Point placement listing:
- - - - - - -
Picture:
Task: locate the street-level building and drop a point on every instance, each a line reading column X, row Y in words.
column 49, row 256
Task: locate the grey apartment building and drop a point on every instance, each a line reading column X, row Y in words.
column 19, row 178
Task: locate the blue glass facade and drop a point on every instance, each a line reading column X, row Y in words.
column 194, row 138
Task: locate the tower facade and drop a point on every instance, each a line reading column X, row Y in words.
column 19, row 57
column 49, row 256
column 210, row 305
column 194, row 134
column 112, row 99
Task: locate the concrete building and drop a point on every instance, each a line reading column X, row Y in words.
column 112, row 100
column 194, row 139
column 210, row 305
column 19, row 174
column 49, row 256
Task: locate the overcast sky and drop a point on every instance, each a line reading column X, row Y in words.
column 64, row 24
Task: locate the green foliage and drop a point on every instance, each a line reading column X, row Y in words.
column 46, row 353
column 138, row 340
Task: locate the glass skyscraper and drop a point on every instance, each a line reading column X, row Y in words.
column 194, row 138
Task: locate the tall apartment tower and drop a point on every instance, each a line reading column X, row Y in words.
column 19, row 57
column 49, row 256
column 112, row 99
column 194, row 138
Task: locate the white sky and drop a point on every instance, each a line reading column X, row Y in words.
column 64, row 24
- - - - - - -
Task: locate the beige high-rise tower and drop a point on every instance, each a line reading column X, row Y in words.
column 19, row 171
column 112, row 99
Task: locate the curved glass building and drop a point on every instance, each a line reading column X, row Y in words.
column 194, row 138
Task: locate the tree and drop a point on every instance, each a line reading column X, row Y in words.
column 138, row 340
- - - - - - -
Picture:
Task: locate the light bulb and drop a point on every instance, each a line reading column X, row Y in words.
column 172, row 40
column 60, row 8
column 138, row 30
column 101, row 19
- - - - - - -
Problem to solve: Collect every line of the listing above that contains the word "facade".

Result:
Task: locate the blue glass facade and drop a point on every instance, each a line reading column X, row Y in words.
Task: locate the tower facade and drop a point on every instance, each a line reading column X, row Y in words.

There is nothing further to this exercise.